Exercise goal:
Continue the passage below on diffusion-weighted MRI of temporal bone lesions and middle ear cholesteatoma from the point where it stops.

Even though the diagnosis can be made on DW MRI images, correlation with standard TSE T2-weighted images, 3D thin slice heavily T2-weighted images, and thin slice post-Gd T1-weighted is complementary in the description of the exact extension and invasion in the different structures of the membranous labyrinth.
Differential diagnosis with other lytic lesions in or around the membranous labyrinth can be made based upon the location and aspect of the lesion, its delineation, and the signal intensity on b1000 diffusion-weighted images. Congenital cholesteatoma is the only lesion showing a frank hyperintensity on b1000 diffusion-weighted images. Endolymphatic sac tumor and glomus jugulo-tympanicum have a rather specific predilection site. Endolymphatic sac tumor displays mixed signal intensities on standard MRI sequences with enhancement. Glomus jugulo-tympanicum has, apart from its specific predilection site and strong enhancement with salt and pepper appearance on standard sequences, a characteristic MR angiographic appearance. On unenhanced 3D TOF MR angio, the high signal intensity of the small intralesional vessels can be seen. On CT, it shows a very irregular permeative lytic bone pattern. Metastatic lesions to the temporal bone also have a very irregular lytic aspect compared to the sharply delineated and regular lytic aspect of congenital cholesteatoma. Metastatic lesions also enhance.
The facial nerve schwannoma also has a predilection site for the geniculate ganglion, but it follows the course of the facial nerve whereas the congenital schwannoma extends beyond the limits of the facial nerve course. Moreover, the facial nerve schwannoma always enhances. Hemangiomas located in the geniculate ganglion region limit themselves to the region of the geniculate ganglion but also display characteristic calcifications on CT. Moreover, both facial nerve schwannomas and hemangiomas do not display any hyperintense signal on b1000 DW MRI.
A non-EP DW MRI sequence should definitely be included in the MR evaluation of a middle ear soft tissue lesion and in the evaluation of a lytic lesion in the temporal bone pyramid.
Acquired middle ear cholesteatoma
Introduction
In the past few years, the role of diffusion-weighted MRI in the evaluation of patients with acquired middle ear cholesteatoma has increasingly grown.
In the evaluation of middle ear cholesteatoma, non-EP DW imaging has the advantage over EP DW imaging regarding thinner slices, a higher resolution, and a complete lack of artefacts [3]. Non-EP DW imaging is able to detect cholesteatoma as small as 2 mm in size whereas this is limited to 5 mm for EP DW imaging [18, 19]. In the evaluation of acquired middle ear cholesteatoma, preference should definitely be given to non-EP DW sequences over EP DW sequences.

Data extract:
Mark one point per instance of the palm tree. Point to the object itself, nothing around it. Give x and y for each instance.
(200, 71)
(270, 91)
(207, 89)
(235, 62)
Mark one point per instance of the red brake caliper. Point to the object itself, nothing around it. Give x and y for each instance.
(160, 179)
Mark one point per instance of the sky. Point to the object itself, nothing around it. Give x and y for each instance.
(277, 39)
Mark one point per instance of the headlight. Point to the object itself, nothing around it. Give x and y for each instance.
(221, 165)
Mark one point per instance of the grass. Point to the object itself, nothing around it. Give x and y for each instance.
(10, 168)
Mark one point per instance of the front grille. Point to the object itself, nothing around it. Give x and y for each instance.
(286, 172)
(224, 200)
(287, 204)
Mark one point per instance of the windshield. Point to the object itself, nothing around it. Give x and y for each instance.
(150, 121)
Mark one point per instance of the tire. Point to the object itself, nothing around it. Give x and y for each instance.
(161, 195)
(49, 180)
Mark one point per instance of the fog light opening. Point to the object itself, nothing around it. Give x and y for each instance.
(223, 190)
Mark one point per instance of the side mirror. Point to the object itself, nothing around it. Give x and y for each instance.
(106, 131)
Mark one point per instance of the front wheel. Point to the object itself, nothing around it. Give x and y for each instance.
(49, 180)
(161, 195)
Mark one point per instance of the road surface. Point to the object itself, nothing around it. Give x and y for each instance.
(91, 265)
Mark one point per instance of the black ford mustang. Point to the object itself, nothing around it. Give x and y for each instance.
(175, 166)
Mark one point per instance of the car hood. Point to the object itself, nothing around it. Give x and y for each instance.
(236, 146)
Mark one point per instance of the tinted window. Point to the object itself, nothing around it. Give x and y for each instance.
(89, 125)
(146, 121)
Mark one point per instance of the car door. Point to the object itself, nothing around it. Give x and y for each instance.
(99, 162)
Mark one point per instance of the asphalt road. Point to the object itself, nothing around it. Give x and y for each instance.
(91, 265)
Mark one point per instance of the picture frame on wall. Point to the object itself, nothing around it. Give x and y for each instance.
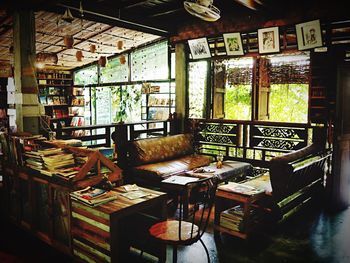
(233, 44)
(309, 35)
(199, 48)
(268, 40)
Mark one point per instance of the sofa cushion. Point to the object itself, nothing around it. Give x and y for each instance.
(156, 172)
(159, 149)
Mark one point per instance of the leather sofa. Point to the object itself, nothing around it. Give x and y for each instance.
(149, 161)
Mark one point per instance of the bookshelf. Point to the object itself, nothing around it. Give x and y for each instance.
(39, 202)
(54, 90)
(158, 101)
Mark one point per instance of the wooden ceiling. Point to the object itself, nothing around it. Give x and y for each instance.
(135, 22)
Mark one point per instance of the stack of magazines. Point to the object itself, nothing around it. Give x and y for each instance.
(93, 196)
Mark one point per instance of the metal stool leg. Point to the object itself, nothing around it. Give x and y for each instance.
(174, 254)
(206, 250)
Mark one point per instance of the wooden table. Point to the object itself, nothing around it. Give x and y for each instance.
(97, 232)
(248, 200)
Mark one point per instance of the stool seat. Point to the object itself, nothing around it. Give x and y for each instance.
* * *
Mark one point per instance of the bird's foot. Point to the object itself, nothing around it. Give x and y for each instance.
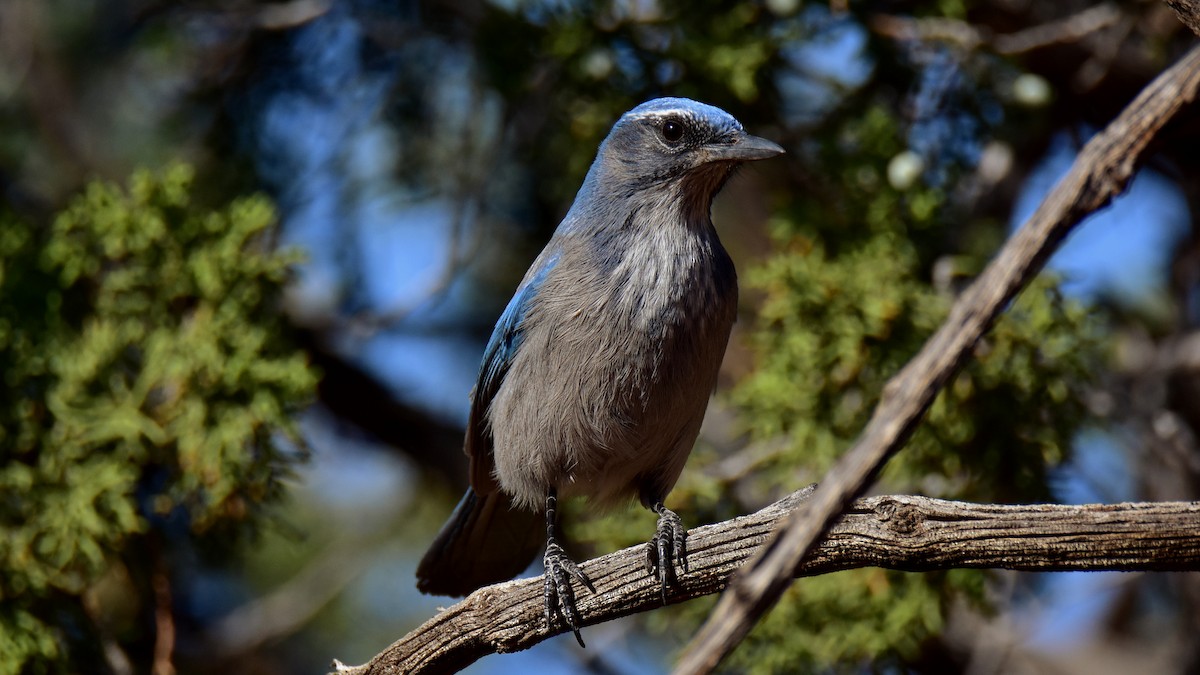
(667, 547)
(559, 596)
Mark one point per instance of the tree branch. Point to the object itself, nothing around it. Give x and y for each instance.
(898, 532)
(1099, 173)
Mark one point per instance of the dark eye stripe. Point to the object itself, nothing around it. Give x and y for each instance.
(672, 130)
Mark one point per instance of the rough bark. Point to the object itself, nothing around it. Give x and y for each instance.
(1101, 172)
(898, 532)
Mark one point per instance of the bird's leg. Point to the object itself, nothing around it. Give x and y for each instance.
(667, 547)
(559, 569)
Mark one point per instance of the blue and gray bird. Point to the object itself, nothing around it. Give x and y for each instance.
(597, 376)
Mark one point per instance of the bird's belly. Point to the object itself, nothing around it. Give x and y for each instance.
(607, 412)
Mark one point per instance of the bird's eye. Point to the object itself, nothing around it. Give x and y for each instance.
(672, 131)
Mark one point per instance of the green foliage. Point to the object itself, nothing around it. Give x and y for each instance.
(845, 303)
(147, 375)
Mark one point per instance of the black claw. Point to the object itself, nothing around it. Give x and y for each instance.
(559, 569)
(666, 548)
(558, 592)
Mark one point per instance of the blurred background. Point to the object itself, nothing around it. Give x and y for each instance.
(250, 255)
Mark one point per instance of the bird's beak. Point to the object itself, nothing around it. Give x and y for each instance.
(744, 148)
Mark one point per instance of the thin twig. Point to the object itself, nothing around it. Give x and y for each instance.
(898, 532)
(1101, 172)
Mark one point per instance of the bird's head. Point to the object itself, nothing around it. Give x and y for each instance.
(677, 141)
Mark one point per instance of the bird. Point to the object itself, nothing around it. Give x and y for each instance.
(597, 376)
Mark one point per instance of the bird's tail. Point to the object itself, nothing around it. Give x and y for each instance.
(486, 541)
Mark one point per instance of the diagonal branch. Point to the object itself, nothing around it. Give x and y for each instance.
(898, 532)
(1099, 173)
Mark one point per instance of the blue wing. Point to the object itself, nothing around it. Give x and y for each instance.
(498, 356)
--
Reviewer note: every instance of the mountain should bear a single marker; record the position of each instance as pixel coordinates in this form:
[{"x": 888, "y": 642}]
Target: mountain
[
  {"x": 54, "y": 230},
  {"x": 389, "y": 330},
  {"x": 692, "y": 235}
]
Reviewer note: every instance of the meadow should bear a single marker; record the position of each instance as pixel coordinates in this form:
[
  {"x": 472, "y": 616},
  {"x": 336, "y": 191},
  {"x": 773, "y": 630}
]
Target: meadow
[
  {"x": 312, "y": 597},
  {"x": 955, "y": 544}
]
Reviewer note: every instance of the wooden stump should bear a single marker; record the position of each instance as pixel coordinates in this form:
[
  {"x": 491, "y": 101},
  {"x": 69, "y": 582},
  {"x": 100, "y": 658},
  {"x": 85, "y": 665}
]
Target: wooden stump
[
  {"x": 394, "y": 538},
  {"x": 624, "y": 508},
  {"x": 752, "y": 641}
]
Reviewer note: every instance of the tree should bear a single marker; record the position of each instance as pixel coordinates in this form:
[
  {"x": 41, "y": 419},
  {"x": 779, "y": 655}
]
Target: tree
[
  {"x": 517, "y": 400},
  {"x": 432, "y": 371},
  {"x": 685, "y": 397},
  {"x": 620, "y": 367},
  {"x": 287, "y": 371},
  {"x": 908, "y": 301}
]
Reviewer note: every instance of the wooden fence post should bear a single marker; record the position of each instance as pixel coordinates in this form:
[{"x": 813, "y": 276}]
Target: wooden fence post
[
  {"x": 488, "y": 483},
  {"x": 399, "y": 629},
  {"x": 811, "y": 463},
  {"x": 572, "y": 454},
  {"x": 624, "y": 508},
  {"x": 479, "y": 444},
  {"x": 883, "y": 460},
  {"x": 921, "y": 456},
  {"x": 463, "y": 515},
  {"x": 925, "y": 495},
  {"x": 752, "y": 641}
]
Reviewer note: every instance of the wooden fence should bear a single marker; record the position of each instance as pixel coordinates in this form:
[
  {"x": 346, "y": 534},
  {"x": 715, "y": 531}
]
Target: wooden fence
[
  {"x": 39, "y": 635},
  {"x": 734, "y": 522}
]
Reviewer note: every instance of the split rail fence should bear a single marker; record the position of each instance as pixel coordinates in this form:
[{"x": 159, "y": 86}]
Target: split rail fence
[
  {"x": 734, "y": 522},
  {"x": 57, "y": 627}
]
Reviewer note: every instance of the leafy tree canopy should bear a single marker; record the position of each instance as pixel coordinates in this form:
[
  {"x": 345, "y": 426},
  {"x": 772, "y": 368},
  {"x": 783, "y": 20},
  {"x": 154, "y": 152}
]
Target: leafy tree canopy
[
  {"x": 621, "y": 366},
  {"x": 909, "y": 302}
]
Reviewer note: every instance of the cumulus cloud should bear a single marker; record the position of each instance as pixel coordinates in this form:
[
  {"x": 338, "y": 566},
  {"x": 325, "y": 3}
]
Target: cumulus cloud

Answer to the exercise:
Acquired middle ear cholesteatoma
In case of a clinical and otoscopical straightforward cholesteatoma, imaging evaluation prior to first stage surgery is done by CT, showing the erosive changes to the lateral epitympanic wall and the ossicular chain [8, 20, 21]. In case of a clinical and/or otoscopical unequivocal diagnosis of a cholesteatoma, detection and diagnosis of a middle ear cholesteatoma can be performed using non-EP DW sequences as a screening tool. In order to localize the cholesteatoma, axial and coronal TSE T2-weighted sequences are added. Gadolinium administration is—in those cases—not required [22].
However, in case of clinical suspicion of associated infection and/or inflammation, the combination of non-EP DW sequences and delayed post-Gd T1-weighted and TSE T2-weighted sequences will be able to differentiate the cholesteatoma from the surrounding infection or inflammation. In case of an associated complication, the combination of standard sequences after gadolinium administration and non-EP DW sequences is recommended (Fig. 4).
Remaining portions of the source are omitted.